__Objective__
In the discussion of free-to-play games below, which game is described as having been wrecked by the cycle of overpowered items being sold and then weakened?

__Given passage__
————
There has been a huge rise in the “free to play” type model in recent years, where games are offered for free, but supported by microtransactions.
They tend to range over a spectrum, from almost demo-like games where you are definitely expected to pay, and soon, if you want to keep playing (Everquest 2 falls within this, I think). And at the other end, microtransactions only provide you what you can get within the game anyway - I think Lord of the Rings Online works like this.
My question to you all is, what parts of free to play do you like, and what immediately turns you off? Some games offer unique advantages to those that pay - does that mean you don’t play it at all, or does it mean that you’re more likely to hand over some money to keep playing?
Do you try and play through the entire game for free, even if you enjoy it, or do you budget an amount you’re willing to spend?
It sounds a little like I’m a game dev doing market research, but I’m just interested in a discussion with gamers about this relatively new trend.
One thing I will say - often in these discussions the concept of “pay to win” crops up, and it seems to mean different things to different people. If you do use it, please explain what you’re using it to mean.
I hate it. Seriously turns me off. This practice is especially popular on iOS, where the early days of the AppStore weeded out pretty much anything over a dollar. Now 90% of games are free to play, but have some sort of premium currency that you don’t exactly need, but all the good stuff is only available with that currency or through tedious farming. Please offer me a game at an honest price and stop nickel-and-diming me at every stage of the gaming experience.
It’s an awful, awful movement that’s ruining gaming. Since the next gen of consoles is going to support it, it’s going to be even more pervasive.
I don’t understand the mentality. You can get thousands of games on PC for a few bucks each. How little do you value your own time that you’re willing to entertain yourself with a second rate product just so that you don’t have to spend 5 bucks?
F2P screws up incentives. Developers on a treadmill to develop the game in a way that gets them money - so you have some item that’s overpowered and flavor of the month and then once enough people have bought it that one is weakened in the name of balance and you can flock to the new overpowered item. This apparently wrecked what was an otherwise stellar example of the F2P genre, Tribes Ascend.
A lot of people I come across, for some reason, are very proud of not spending money on games. I mean people that spend 20+ hours a week gaming, just so very proud that they never support the people who created this thing they love so much. People will play the shittiest F2P games rather than pay a few bucks.
The only time F2P seems to work at all is if you’ve got a game that relies on having a certain player count to keep it interesting, and it’s dying. So dying MMOs would be a prime example - it actually enhances the experience of the paying players to have more players in their game world, so in a way you’d be doing those paying players a service by allowing some sort of limited F2P functionality that gets the game filled up with people.
And obviously I’m more lenient towards F2P games that make their money just through cosmetic and other non-gameplay-affecting sort of ways rather than ones who try to make you pay for things that affect your power relative to other players.
————
__Material provided__
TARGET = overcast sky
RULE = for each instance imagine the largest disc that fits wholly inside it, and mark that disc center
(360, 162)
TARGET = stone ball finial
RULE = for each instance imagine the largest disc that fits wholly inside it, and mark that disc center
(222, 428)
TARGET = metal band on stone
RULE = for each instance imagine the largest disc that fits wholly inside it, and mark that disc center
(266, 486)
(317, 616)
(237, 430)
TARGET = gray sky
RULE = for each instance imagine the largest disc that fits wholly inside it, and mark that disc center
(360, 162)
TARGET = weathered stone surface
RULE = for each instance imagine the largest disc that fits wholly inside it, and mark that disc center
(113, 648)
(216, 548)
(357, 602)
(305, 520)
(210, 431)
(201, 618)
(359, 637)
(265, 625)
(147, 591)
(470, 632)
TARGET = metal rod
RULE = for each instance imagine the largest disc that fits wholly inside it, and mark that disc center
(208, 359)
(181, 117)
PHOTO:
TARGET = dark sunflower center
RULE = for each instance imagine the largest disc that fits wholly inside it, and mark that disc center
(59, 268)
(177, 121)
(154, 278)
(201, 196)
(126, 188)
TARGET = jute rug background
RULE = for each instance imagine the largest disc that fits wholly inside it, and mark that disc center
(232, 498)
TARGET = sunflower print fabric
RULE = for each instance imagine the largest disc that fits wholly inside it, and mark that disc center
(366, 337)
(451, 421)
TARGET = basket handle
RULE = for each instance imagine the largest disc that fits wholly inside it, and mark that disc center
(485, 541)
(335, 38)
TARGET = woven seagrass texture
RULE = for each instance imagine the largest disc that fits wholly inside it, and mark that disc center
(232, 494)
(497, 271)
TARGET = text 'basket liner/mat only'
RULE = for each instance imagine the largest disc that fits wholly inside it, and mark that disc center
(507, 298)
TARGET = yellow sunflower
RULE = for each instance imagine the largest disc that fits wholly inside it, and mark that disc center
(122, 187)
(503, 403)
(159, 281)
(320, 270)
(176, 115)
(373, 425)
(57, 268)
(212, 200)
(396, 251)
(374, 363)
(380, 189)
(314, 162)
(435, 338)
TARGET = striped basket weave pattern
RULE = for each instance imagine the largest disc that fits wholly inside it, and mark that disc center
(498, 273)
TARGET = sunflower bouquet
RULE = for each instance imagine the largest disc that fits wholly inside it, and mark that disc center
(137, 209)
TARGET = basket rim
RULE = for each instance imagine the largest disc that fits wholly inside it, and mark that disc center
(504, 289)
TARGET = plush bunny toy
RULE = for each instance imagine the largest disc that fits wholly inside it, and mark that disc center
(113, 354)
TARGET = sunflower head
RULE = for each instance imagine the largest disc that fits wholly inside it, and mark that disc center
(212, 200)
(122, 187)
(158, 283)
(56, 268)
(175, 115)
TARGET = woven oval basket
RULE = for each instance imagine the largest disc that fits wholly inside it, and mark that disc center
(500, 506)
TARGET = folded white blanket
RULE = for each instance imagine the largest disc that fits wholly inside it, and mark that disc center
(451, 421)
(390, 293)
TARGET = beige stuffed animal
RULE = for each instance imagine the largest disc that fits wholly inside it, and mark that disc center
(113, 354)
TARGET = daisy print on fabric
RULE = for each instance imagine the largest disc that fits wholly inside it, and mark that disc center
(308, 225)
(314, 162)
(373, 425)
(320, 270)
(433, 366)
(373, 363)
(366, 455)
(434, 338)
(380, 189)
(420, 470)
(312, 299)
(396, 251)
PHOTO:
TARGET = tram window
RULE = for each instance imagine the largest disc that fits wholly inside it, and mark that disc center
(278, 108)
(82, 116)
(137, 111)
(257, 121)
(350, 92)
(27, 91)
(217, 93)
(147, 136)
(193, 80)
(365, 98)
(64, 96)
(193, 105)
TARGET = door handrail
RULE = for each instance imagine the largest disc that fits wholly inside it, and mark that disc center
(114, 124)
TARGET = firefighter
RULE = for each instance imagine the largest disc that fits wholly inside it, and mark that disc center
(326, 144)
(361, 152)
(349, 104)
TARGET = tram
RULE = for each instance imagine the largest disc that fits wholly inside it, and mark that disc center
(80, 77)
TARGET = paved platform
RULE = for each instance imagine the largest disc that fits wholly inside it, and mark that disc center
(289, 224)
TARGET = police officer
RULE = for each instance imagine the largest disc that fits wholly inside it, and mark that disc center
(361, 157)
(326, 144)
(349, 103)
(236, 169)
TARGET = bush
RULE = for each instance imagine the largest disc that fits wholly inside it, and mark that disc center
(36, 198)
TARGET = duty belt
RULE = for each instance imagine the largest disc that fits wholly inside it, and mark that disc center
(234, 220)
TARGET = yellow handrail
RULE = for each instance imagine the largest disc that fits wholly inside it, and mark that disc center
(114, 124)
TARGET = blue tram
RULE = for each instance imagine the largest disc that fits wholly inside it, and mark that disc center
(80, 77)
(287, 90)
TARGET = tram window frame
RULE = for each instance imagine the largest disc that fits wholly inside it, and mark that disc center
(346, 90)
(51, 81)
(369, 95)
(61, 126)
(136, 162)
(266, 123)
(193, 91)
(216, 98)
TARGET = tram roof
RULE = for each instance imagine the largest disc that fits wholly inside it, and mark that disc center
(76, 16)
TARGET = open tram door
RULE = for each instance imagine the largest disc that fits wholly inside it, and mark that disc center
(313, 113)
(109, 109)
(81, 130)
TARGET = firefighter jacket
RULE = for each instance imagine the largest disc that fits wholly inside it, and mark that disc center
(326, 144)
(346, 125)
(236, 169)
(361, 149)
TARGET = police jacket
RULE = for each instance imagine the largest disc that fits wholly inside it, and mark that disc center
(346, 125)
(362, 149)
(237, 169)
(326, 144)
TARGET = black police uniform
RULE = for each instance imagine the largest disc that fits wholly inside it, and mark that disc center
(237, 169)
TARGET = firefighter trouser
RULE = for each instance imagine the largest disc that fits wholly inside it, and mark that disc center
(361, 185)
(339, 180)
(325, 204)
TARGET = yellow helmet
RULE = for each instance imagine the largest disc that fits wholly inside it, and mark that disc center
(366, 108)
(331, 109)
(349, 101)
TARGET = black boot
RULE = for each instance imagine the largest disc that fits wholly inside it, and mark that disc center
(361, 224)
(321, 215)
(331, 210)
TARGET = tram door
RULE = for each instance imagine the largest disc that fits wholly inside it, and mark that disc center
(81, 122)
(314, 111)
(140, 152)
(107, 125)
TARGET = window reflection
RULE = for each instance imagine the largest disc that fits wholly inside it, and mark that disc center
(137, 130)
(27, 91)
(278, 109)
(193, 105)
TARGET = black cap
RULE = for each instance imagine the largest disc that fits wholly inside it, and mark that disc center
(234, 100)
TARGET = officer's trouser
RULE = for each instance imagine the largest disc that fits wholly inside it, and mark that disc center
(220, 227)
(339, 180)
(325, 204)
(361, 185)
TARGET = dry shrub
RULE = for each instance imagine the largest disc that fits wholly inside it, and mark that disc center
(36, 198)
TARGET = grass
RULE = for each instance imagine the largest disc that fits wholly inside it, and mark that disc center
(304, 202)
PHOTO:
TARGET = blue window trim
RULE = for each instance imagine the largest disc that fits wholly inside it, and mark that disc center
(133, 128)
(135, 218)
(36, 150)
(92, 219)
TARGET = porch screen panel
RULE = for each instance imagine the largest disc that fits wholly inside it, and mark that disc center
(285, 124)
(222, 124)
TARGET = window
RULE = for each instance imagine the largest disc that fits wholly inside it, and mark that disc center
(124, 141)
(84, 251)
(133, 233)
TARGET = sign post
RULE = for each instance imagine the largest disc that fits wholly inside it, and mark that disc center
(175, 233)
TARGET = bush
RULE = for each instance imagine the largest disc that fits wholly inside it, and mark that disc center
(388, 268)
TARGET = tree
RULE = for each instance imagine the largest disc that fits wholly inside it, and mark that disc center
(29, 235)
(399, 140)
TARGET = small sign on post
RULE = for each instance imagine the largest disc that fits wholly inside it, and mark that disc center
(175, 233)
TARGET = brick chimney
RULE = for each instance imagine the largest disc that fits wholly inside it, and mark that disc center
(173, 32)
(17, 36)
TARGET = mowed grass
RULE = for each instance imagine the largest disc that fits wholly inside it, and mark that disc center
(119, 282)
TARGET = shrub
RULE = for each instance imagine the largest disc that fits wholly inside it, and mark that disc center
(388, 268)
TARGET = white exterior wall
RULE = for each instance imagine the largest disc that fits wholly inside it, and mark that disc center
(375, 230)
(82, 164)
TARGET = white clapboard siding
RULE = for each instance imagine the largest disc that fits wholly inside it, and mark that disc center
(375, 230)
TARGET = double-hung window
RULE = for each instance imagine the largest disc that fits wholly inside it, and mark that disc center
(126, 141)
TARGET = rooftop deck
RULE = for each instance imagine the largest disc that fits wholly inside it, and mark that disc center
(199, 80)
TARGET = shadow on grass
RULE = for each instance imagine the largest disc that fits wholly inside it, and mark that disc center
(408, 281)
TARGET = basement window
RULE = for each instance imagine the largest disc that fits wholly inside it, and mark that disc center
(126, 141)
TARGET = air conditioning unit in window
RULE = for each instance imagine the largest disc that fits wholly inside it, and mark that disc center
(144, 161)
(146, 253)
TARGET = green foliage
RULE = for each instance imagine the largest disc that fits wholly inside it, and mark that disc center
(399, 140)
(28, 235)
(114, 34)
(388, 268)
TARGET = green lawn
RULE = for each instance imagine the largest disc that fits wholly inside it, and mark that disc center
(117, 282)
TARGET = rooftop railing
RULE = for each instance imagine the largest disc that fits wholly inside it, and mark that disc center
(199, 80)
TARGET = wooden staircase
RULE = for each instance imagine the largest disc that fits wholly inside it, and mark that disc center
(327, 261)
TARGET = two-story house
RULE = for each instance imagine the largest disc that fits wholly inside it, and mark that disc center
————
__Exercise answer__
Tribes Ascend